→ **Exercise prompt**
Reproduce the following records exactly from the line containing "Target: tinted window" onward, ending with the last line and including it.

· · ·

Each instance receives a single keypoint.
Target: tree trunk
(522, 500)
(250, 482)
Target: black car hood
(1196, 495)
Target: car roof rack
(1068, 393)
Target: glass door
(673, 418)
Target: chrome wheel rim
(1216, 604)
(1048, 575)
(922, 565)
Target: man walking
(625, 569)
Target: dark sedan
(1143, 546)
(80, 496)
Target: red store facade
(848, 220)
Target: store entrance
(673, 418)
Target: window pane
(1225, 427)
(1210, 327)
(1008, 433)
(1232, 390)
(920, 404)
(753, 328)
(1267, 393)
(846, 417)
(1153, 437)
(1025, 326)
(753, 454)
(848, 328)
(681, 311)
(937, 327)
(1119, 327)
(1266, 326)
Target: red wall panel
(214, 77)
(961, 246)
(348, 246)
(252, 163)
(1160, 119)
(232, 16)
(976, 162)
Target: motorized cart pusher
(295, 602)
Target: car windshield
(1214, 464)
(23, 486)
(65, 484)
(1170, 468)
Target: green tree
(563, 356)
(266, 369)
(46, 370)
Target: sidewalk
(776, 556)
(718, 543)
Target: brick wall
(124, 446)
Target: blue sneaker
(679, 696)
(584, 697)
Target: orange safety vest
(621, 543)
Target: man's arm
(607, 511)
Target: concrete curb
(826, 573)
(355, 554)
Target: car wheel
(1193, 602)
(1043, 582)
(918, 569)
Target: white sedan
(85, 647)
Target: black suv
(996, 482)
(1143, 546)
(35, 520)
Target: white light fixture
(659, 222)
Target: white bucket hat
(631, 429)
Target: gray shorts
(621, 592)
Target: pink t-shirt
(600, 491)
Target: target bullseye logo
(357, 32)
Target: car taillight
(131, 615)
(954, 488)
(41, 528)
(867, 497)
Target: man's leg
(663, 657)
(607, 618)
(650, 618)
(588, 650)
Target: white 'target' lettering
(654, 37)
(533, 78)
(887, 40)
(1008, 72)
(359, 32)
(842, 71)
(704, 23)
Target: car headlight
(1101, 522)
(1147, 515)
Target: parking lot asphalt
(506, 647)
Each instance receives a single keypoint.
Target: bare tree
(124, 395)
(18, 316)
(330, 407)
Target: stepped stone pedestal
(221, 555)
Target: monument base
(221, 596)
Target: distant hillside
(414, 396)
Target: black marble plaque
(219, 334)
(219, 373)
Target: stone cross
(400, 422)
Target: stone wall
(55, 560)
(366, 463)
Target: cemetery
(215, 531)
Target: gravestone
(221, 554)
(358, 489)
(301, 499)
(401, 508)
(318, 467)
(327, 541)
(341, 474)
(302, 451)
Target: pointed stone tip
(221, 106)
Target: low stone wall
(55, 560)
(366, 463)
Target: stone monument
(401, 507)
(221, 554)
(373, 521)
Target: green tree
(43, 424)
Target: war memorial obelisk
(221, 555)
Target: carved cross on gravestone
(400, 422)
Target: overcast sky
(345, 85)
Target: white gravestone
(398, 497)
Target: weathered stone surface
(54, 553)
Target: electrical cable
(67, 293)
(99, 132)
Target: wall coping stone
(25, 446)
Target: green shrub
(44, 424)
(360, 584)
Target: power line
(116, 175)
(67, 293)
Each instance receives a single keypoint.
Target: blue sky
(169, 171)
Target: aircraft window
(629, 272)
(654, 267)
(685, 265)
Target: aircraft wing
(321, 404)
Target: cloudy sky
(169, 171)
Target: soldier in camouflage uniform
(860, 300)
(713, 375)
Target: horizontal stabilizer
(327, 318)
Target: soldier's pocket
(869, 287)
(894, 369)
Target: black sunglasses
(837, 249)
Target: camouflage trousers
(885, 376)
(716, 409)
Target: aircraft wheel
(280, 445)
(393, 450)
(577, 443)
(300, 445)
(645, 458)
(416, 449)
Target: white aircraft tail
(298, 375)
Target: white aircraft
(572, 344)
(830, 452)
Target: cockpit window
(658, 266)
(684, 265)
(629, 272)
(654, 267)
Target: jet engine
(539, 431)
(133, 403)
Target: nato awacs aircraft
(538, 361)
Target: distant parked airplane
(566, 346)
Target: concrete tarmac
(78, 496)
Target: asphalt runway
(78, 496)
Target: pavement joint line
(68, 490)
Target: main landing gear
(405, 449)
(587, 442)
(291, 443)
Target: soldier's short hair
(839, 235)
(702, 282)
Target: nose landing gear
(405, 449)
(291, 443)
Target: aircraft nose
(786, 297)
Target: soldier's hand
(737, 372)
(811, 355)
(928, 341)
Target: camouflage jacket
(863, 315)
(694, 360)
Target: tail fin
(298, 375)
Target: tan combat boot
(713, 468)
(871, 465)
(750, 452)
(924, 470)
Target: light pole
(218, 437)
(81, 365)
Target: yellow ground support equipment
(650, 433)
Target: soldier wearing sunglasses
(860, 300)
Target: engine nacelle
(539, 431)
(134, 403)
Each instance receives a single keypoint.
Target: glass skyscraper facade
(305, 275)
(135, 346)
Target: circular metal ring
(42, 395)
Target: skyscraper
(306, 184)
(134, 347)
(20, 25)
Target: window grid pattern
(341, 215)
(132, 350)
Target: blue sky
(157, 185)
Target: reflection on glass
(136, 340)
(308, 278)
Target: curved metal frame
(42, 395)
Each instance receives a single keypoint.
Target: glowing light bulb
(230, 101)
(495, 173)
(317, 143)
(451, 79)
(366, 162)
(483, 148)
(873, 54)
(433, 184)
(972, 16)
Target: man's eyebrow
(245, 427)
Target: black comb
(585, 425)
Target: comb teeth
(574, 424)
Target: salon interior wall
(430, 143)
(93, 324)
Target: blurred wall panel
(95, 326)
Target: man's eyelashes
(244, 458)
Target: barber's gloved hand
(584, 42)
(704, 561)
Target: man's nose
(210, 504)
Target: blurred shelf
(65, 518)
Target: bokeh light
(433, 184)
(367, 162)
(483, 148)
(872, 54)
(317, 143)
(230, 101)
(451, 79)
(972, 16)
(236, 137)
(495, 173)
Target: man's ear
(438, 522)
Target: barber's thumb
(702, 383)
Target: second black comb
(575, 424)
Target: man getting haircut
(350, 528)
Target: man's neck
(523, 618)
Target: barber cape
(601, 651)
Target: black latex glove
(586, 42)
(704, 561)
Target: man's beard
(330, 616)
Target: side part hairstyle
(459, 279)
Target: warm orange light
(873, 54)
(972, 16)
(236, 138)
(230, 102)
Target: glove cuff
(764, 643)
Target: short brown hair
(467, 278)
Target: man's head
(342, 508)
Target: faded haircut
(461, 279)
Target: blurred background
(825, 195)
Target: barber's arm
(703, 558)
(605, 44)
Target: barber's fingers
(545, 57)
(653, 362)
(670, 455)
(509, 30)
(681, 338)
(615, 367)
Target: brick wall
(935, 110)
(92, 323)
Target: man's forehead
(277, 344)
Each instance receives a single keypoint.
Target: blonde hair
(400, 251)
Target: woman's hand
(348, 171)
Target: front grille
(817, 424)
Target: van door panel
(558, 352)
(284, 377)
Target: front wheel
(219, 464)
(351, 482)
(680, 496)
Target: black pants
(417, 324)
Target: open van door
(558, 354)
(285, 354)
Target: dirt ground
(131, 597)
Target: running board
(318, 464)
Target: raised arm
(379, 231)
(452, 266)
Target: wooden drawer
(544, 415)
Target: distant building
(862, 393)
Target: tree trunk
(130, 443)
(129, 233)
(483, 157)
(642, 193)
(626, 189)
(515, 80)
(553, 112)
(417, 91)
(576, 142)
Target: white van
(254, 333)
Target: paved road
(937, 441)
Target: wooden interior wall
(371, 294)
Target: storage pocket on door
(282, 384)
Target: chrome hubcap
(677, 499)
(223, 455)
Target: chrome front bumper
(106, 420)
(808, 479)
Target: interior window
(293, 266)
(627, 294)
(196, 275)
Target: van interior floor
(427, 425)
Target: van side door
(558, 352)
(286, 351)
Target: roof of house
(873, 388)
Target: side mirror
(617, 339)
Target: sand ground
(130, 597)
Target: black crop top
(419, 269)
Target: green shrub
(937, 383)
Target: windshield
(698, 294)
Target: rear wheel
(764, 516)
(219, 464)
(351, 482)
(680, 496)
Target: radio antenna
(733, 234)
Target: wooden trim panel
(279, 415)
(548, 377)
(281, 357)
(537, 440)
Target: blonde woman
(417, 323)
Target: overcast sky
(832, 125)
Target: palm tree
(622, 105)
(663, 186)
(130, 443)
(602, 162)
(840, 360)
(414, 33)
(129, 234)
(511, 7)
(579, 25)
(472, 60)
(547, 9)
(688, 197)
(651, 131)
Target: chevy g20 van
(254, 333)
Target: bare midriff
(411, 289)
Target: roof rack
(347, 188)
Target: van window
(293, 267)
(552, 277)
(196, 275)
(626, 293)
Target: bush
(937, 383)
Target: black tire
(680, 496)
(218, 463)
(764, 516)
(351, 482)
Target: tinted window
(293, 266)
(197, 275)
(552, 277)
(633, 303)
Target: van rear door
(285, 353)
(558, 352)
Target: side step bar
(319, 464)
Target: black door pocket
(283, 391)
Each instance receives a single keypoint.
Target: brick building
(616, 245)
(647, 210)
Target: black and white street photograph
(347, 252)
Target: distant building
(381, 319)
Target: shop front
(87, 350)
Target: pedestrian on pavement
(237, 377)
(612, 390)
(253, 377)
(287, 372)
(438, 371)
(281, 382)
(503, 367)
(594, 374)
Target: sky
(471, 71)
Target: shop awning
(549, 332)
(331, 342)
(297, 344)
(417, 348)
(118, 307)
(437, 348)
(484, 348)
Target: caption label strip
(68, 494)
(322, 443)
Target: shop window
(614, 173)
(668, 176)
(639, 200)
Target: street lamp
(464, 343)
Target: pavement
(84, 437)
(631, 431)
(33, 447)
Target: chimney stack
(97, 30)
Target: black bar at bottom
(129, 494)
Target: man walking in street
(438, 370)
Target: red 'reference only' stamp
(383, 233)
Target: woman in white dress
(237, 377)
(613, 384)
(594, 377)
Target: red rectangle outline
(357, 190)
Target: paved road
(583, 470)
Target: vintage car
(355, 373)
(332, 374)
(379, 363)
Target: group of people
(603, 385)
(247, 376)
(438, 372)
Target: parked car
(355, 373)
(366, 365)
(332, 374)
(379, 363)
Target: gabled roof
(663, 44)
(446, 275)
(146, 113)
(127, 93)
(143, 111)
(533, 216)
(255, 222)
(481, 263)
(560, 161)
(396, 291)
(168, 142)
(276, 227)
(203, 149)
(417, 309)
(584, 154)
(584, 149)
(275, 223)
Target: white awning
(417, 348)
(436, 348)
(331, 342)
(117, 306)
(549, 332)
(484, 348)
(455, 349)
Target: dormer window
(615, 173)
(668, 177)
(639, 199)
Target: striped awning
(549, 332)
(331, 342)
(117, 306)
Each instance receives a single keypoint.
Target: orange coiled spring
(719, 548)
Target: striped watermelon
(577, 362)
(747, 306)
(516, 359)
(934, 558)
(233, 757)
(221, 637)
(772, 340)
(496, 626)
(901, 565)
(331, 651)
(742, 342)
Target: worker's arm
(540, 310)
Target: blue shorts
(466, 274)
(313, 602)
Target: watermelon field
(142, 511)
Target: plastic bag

· · ·

→ **Answer to the task**
Target: tinted window
(293, 266)
(197, 275)
(552, 277)
(633, 303)
Target: van rear door
(285, 353)
(558, 352)
Target: side step bar
(319, 464)
Target: black door pocket
(283, 391)
Each instance receives a single keypoint.
Target: brick building
(616, 245)
(647, 210)
Target: black and white street photograph
(347, 252)
Target: distant building
(381, 319)
Target: shop front
(87, 350)
Target: pedestrian on pavement
(237, 377)
(612, 390)
(253, 377)
(287, 372)
(438, 371)
(281, 382)
(503, 367)
(594, 374)
Target: sky
(471, 71)
Target: shop awning
(549, 332)
(331, 342)
(297, 344)
(417, 348)
(118, 307)
(437, 348)
(484, 348)
Target: caption label strip
(68, 494)
(322, 443)
Target: shop window
(614, 173)
(668, 176)
(639, 200)
Target: street lamp
(464, 343)
Target: pavement
(84, 437)
(631, 431)
(33, 447)
Target: chimney stack
(97, 30)
Target: black bar at bottom
(129, 494)
Target: man walking in street
(438, 370)
Target: red 'reference only' stamp
(383, 233)
Target: woman in white dress
(237, 377)
(613, 384)
(594, 377)
Target: red rectangle outline
(357, 190)
Target: paved road
(583, 470)
Target: vintage car
(355, 373)
(332, 374)
(379, 363)
Target: group of people
(603, 385)
(247, 376)
(438, 372)
Target: parked car
(355, 373)
(366, 365)
(332, 374)
(379, 363)
Target: gabled roof
(663, 44)
(446, 275)
(146, 113)
(127, 93)
(143, 111)
(533, 216)
(255, 222)
(481, 263)
(560, 161)
(396, 291)
(168, 142)
(276, 227)
(203, 149)
(417, 309)
(584, 154)
(584, 149)
(275, 223)
Target: white awning
(417, 348)
(436, 348)
(331, 342)
(117, 306)
(549, 332)
(484, 348)
(455, 349)
Target: dormer window
(615, 173)
(668, 177)
(639, 199)
Target: striped awning
(549, 332)
(331, 342)
(117, 306)
Each instance receives a single keypoint.
Target: orange coiled spring
(719, 548)
Target: striped watermelon
(577, 362)
(747, 306)
(516, 359)
(934, 558)
(233, 757)
(221, 637)
(772, 340)
(496, 626)
(901, 565)
(331, 651)
(742, 342)
Target: worker's arm
(540, 310)
Target: blue shorts
(466, 274)
(313, 602)
Target: watermelon field
(142, 511)
Target: plastic bag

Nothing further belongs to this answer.